→ TASK DETAILS
Please copy each line below that contains the word "surface".

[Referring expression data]
#####
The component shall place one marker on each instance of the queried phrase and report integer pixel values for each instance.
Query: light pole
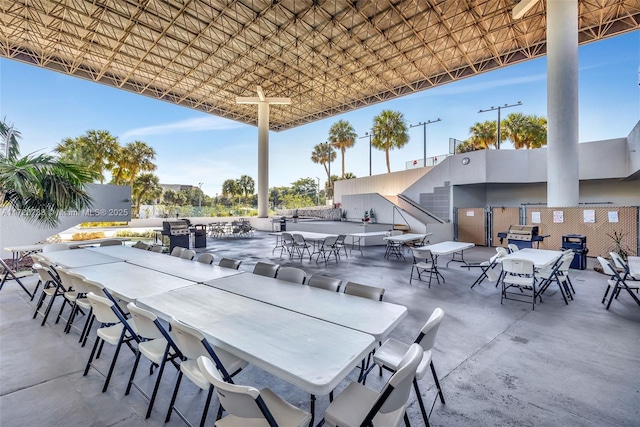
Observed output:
(368, 135)
(424, 137)
(499, 108)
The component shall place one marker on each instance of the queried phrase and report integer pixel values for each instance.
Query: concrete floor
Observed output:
(575, 365)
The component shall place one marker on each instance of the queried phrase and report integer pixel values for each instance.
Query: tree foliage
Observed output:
(39, 188)
(389, 132)
(342, 136)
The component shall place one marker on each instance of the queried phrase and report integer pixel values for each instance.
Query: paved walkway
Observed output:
(498, 364)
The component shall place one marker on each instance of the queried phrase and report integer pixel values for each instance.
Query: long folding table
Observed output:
(130, 282)
(78, 258)
(307, 352)
(376, 318)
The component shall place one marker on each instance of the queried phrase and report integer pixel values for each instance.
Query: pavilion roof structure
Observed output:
(329, 57)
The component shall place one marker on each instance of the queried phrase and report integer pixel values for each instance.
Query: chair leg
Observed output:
(425, 417)
(206, 406)
(173, 397)
(435, 379)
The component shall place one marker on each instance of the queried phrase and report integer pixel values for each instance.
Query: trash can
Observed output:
(200, 238)
(578, 243)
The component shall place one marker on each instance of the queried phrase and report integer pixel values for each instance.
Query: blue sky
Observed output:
(194, 147)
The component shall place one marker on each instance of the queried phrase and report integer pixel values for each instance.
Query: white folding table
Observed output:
(448, 247)
(183, 268)
(376, 318)
(78, 258)
(304, 351)
(130, 282)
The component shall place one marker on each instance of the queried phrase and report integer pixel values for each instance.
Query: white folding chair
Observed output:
(230, 263)
(266, 269)
(248, 406)
(206, 258)
(177, 251)
(358, 405)
(291, 274)
(155, 344)
(323, 282)
(488, 266)
(519, 274)
(192, 344)
(423, 262)
(113, 330)
(389, 355)
(615, 283)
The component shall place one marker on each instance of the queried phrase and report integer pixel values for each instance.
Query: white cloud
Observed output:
(190, 125)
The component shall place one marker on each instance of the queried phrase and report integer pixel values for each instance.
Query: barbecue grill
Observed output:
(178, 233)
(522, 236)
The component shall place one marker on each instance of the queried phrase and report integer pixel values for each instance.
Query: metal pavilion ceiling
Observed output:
(330, 57)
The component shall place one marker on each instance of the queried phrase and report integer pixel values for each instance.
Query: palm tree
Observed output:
(483, 135)
(96, 150)
(321, 154)
(389, 132)
(246, 186)
(146, 186)
(39, 187)
(342, 136)
(133, 158)
(515, 128)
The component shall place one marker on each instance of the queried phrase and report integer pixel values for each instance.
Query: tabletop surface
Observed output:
(78, 258)
(131, 281)
(307, 352)
(372, 317)
(183, 268)
(407, 237)
(540, 257)
(369, 234)
(444, 248)
(308, 235)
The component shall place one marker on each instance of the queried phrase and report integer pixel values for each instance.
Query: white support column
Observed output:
(563, 184)
(263, 159)
(263, 144)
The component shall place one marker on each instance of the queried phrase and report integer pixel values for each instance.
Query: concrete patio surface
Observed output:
(499, 365)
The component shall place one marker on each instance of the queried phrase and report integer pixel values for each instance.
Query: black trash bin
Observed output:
(577, 243)
(200, 238)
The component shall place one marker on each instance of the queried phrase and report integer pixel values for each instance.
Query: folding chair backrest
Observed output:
(103, 309)
(265, 269)
(53, 247)
(113, 242)
(364, 291)
(177, 251)
(240, 401)
(395, 393)
(422, 255)
(607, 268)
(618, 261)
(323, 282)
(147, 324)
(230, 263)
(517, 266)
(427, 336)
(205, 258)
(291, 274)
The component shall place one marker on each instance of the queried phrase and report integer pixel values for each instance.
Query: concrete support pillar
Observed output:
(263, 159)
(563, 185)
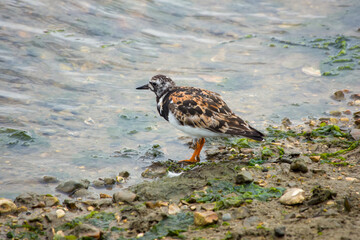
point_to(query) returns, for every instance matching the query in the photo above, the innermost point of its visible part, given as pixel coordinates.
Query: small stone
(124, 196)
(208, 206)
(247, 150)
(226, 217)
(7, 206)
(124, 174)
(90, 208)
(51, 201)
(81, 193)
(104, 195)
(351, 179)
(335, 113)
(344, 119)
(355, 133)
(241, 213)
(154, 171)
(109, 181)
(71, 186)
(98, 183)
(49, 179)
(338, 96)
(205, 218)
(293, 196)
(60, 213)
(298, 165)
(315, 158)
(279, 231)
(244, 177)
(286, 122)
(355, 96)
(174, 209)
(85, 231)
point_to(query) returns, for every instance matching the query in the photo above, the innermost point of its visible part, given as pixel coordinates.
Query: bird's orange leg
(196, 155)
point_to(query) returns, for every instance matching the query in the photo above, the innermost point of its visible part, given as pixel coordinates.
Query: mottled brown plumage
(198, 112)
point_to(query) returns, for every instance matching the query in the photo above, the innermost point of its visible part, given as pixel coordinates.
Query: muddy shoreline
(237, 193)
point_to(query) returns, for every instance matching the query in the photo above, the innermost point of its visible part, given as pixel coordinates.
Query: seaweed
(226, 194)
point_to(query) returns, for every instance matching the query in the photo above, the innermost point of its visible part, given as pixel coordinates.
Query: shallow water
(68, 72)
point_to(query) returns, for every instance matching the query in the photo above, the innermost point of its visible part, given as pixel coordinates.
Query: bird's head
(159, 84)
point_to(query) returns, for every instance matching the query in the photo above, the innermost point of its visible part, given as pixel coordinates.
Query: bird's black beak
(146, 86)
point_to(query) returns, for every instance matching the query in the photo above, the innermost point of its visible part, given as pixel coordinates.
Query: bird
(197, 112)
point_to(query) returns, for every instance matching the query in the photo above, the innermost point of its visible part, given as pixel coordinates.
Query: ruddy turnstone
(197, 112)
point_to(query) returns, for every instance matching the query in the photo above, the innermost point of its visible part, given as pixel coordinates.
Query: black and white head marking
(160, 85)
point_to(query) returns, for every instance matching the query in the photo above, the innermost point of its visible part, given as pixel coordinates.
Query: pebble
(298, 165)
(315, 158)
(60, 213)
(50, 179)
(241, 213)
(208, 206)
(244, 177)
(335, 113)
(109, 181)
(355, 133)
(338, 96)
(7, 206)
(124, 196)
(124, 174)
(293, 196)
(226, 217)
(280, 231)
(205, 218)
(86, 231)
(71, 186)
(173, 209)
#####
→ ANSWER BOX
Query: tabletop surface
Query: concrete patio surface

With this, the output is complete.